Brano:
● ● ● ●
La fabbrica delle illusioni

Insomma, tutto bello, peccato che la scoperta del Wall Street Journal non sia di oggi ma del 2019. La magia della fuffa metafisica e della supercazzola tecnologica ha permesso a Builder.ai, nonostante l’esposizione mediatica, di riuscire a mantenere viva la finzione per altri sei anni, continuando a raccogliere fondi e a espandersi in nuovi mercati. Gli ex dipendenti raccontavano su Reddit di progetti che non venivano mai consegnati, di codice incomprensibile e di un’esperienza di sviluppo a dir poco disastrosa.

Intanti, l’azienda pagava stipendi miseri ai suoi sviluppatori mentre spendeva cifre folli in marketing e espansione, bruciando 40 milioni di dollari al trimestre nel periodo di massimo splendore. Il modello di business era semplice: usare il brand dell’AI per attirare investimenti e clienti, mentre un esercito di programmatori sottopagati lavorava nell’ombra per mantenere in piedi l’illusione. Una specie di “Mechanical Turk” (una truffona di un secolo e mezzo fa) applicato allo sviluppo software, con la differenza che qui nessuno sapeva che dietro la macchina c’erano persone vere.

Le crepe iniziarono ad allargarsi quando Viola Credit, uno dei principali finanziatori, si accorse che i dati finanziari forniti dall’azienda erano, per usare un eufemismo, creativi. Builder.ai aveva gonfiato le previsioni di ricavi del 300%, una “piccola” inesattezza che è costata cara quando il creditore ha deciso di congelare 37 milioni di dollari dai conti dell’azienda. Nel frattempo, come un vero artista della truffa, Duggal si era prudentemente dimesso da CEO a febbraio, lasciando il posto a Manpreet Ratia con il compito di gestire il disastro. Il nuovo amministratore delegato, uno che forse troppo sveglio non deve essere, si è ritrovato con soli 5 milioni di dollari in cassa, bloccati peraltro dalle normative governative sui flussi di capitale, insufficienti persino a pagare gli stipendi. A quel punto, la parola fine era inevitabile.

Il 20 maggio 2025 Builder.ai ha dichiarato bancarotta, trascinando con sé i sogni di migliaia di clienti che si sono ritrovati con app incomplete e la necessità di ricostruire tutto da zero. L’azienda doveva 85 milioni di dollari ad Amazon e 30 milioni a Microsoft, cifre che non sembrano enormi, fino a quando non arrivano gli ufficiali giudiziari a casa tua a pignorarti tutto per tre generazioni a venire. Gli investitori hanno perso tutto, i dipendenti sono stati licenziati in massa e sul sito web ora ci sono solo due indirizzi email di contatto. Duggal, nel frattempo, mantiene il titolo di wizard nel consiglio di amministrazione, un ruolo che ora suona più come una beffa che come un riconoscimento. La sua più grande magia sarà quella di sparire, a un certo punto, con il resto dei soldi. Oppure ottenere nuovi finanziamenti, chissà.
● ● ● ●
Esercizio: Prosegui, per favore, il brano su Builder.ai, riprendendo subito dopo la sua ultima frase. L'elenco qui sotto proviene da una fonte diversa dal brano su Builder.ai.
● ● ● ●
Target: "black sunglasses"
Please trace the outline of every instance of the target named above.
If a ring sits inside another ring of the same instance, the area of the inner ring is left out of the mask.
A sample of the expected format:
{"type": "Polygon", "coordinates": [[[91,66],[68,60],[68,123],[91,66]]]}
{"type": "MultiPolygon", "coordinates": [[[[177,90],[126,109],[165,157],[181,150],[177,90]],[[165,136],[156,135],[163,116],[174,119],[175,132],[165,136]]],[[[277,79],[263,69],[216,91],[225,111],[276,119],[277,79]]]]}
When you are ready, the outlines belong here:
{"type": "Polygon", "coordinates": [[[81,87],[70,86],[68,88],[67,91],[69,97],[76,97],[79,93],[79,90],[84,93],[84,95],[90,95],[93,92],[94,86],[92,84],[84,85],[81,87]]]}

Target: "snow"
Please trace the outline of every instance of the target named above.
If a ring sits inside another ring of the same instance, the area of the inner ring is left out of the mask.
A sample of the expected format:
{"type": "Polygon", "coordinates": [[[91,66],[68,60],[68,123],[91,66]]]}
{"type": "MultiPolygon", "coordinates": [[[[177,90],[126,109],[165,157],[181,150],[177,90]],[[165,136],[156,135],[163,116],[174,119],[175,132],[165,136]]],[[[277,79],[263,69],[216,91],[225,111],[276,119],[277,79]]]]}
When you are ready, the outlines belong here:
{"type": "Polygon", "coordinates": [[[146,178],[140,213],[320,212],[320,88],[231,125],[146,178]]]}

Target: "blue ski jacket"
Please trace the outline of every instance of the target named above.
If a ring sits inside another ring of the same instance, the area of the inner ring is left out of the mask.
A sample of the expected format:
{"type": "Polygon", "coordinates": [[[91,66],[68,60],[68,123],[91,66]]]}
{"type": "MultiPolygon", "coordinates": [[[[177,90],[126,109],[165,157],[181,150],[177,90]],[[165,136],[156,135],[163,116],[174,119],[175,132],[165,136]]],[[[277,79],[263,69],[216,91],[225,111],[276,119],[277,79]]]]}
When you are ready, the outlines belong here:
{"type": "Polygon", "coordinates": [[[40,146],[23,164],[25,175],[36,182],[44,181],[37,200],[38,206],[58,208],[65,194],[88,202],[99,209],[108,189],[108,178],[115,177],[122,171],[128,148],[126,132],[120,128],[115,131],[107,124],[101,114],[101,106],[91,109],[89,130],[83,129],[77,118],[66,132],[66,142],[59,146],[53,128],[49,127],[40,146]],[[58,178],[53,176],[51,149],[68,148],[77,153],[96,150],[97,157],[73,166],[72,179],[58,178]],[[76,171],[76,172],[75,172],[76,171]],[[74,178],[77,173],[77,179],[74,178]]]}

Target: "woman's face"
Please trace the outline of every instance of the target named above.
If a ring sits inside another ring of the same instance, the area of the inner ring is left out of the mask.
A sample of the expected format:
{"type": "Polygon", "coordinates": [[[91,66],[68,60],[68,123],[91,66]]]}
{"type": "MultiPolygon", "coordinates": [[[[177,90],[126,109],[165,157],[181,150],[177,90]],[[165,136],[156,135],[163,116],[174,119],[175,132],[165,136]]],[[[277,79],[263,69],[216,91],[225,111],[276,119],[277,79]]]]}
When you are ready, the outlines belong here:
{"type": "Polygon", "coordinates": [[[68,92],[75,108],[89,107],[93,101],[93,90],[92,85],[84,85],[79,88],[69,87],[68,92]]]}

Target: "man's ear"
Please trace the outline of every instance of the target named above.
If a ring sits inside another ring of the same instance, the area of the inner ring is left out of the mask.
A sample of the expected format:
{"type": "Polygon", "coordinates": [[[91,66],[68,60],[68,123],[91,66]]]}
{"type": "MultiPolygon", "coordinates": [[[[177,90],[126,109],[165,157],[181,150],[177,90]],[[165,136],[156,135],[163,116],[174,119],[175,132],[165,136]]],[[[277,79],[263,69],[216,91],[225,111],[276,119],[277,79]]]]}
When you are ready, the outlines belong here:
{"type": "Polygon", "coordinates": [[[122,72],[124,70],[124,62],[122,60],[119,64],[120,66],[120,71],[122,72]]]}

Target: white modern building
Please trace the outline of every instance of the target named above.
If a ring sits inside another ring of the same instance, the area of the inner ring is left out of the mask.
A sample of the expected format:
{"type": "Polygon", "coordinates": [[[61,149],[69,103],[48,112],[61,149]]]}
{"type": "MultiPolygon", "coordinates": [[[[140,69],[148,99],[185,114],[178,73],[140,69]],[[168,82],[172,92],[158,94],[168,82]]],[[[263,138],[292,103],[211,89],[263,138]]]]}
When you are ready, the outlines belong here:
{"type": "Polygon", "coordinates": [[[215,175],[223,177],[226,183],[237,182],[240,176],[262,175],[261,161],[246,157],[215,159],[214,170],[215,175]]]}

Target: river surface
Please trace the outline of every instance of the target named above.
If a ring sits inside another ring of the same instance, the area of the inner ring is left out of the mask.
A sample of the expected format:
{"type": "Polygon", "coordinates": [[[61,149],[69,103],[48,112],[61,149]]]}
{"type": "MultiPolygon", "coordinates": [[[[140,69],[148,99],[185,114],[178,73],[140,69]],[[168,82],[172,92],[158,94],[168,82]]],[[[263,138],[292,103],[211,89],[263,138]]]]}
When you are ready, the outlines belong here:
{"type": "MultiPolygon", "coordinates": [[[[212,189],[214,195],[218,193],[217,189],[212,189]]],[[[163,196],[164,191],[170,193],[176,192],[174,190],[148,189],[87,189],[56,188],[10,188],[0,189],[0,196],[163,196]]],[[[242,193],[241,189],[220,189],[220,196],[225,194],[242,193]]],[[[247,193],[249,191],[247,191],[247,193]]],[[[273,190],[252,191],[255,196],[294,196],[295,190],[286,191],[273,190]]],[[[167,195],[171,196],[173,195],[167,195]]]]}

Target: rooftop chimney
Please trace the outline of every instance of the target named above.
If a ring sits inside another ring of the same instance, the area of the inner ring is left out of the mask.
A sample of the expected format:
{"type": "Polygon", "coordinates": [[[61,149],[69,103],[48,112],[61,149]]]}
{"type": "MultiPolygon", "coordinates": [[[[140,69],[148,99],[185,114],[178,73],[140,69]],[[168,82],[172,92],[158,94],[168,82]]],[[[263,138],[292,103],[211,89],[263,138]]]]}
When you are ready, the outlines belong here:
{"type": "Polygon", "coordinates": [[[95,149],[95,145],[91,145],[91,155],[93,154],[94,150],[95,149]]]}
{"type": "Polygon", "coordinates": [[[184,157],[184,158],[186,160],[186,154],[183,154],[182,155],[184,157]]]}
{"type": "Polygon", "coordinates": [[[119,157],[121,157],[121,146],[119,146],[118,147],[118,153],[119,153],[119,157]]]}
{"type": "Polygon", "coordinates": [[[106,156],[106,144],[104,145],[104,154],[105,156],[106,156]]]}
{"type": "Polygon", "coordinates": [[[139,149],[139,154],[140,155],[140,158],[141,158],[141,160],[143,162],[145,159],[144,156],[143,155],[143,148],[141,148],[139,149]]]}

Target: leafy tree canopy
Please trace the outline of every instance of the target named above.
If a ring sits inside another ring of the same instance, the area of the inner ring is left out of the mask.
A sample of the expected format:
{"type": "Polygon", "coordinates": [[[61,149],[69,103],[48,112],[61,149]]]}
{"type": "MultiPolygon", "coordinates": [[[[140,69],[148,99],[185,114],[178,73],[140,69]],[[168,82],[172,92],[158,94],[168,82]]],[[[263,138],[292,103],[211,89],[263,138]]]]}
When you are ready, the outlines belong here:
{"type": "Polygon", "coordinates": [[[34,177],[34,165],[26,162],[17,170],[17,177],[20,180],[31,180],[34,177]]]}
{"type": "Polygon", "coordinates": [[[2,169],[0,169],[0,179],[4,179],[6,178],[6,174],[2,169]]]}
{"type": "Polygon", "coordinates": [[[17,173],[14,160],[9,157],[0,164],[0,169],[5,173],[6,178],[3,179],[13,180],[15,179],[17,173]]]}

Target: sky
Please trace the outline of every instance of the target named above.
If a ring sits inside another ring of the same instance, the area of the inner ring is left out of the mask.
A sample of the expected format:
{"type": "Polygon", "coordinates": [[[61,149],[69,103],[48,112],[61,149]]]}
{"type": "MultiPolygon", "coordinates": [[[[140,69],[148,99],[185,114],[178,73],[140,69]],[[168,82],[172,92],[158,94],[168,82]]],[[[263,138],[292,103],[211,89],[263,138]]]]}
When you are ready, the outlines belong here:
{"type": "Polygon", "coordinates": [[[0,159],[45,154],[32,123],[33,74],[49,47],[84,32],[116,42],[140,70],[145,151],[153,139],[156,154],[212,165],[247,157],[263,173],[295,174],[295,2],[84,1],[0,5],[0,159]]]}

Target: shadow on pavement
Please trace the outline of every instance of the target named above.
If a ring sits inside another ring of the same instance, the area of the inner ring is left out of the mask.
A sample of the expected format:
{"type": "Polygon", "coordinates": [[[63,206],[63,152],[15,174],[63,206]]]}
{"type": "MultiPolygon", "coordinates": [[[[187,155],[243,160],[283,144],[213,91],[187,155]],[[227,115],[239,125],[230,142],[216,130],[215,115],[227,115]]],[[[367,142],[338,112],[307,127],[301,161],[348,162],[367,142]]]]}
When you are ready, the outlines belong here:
● ● ● ●
Risultato dell'esercizio:
La lezione del pizzaiolo digitale

C’è anche una morale dietro a tutto questo, se la volete. La morale è semplice: la storia di Builder.ai è la dimostrazione che nel mondo della tecnologia la linea tra visionario e venditore di fumo è spesso più sottile di un capello. L'”AI washing”, ovvero la pratica di spacciare tecnologie tradizionali per intelligenza artificiale, è diventato lo sport nazionale delle startup che cercano finanziamenti.

Il caso Builder.ai ricorda da vicino quello di Theranos: quando il divario tra promessa tecnologica e capacità reale si apre anche solo di un millimetro, il mercato dei capitali lo trasforma in un abisso di chilometri nel giro di secondi. La differenza è che Elizabeth Holmes almeno aveva inventato una macchina che non funzionava, mentre Duggal ha venduto una macchina che non esisteva proprio. Tutta gente il cui Iban è cresciuto come un’eruzione del Vesuvio.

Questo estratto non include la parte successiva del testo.